▶ [PROBLEM STATEMENT]:
Format the stretch of the records below, from the line containing "beige tablecloth, writing" through the end of the records, as a JSON list of strings with one string per line and blank lines omitted.

Records from a dataset:

<<<<

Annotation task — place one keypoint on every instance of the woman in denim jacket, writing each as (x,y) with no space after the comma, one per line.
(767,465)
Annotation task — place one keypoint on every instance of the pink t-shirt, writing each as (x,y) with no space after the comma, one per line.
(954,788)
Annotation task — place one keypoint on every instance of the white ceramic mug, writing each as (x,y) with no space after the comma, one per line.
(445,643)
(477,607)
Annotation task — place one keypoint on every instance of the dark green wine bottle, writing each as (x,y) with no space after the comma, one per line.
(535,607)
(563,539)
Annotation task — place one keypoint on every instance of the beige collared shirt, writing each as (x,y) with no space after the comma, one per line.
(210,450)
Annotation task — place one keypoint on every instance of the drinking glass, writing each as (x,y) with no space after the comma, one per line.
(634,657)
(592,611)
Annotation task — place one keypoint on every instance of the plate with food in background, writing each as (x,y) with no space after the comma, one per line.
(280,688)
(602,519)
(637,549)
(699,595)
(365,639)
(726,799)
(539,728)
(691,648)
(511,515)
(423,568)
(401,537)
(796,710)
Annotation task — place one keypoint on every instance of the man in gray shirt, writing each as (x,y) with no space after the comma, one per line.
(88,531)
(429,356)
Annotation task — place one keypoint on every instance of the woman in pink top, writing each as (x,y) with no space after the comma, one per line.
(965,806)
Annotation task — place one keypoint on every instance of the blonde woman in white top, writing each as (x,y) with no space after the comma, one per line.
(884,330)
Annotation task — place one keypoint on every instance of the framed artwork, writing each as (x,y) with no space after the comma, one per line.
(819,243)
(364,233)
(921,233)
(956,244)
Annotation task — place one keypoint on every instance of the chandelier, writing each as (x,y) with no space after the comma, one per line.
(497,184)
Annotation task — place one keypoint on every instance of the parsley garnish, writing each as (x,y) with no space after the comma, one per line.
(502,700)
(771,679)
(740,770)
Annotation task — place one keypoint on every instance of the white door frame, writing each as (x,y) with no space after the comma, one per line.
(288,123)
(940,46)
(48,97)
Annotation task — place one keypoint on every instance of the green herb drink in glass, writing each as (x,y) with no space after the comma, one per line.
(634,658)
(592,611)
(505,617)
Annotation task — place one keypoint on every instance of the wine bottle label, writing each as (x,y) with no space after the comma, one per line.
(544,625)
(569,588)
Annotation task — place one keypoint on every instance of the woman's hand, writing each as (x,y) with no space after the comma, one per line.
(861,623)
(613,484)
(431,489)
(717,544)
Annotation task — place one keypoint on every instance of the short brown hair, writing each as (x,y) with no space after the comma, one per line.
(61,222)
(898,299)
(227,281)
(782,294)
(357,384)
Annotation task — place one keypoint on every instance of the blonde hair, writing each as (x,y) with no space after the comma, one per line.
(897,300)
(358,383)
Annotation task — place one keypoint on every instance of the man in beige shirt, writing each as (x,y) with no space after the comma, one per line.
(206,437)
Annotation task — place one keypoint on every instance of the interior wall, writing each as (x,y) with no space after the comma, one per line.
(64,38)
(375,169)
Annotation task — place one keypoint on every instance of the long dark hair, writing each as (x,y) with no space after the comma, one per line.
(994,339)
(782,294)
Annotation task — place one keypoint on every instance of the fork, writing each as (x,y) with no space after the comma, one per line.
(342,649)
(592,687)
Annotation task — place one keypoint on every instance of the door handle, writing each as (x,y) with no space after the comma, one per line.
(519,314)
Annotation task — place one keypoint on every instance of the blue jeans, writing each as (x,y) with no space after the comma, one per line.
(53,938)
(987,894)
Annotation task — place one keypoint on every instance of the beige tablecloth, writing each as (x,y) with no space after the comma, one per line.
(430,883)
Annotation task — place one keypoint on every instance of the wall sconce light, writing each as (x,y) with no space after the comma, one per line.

>>>>

▶ [FULL OUTPUT]:
[
  "Annotation task — place one keypoint on every instance of the beige tablecloth, writing each as (x,y) with no space after the comma, one per line.",
  "(430,883)",
  "Annotation task — place one keypoint on every instance of the wall sconce light, writing each as (x,y) with no space after the comma, one per line."
]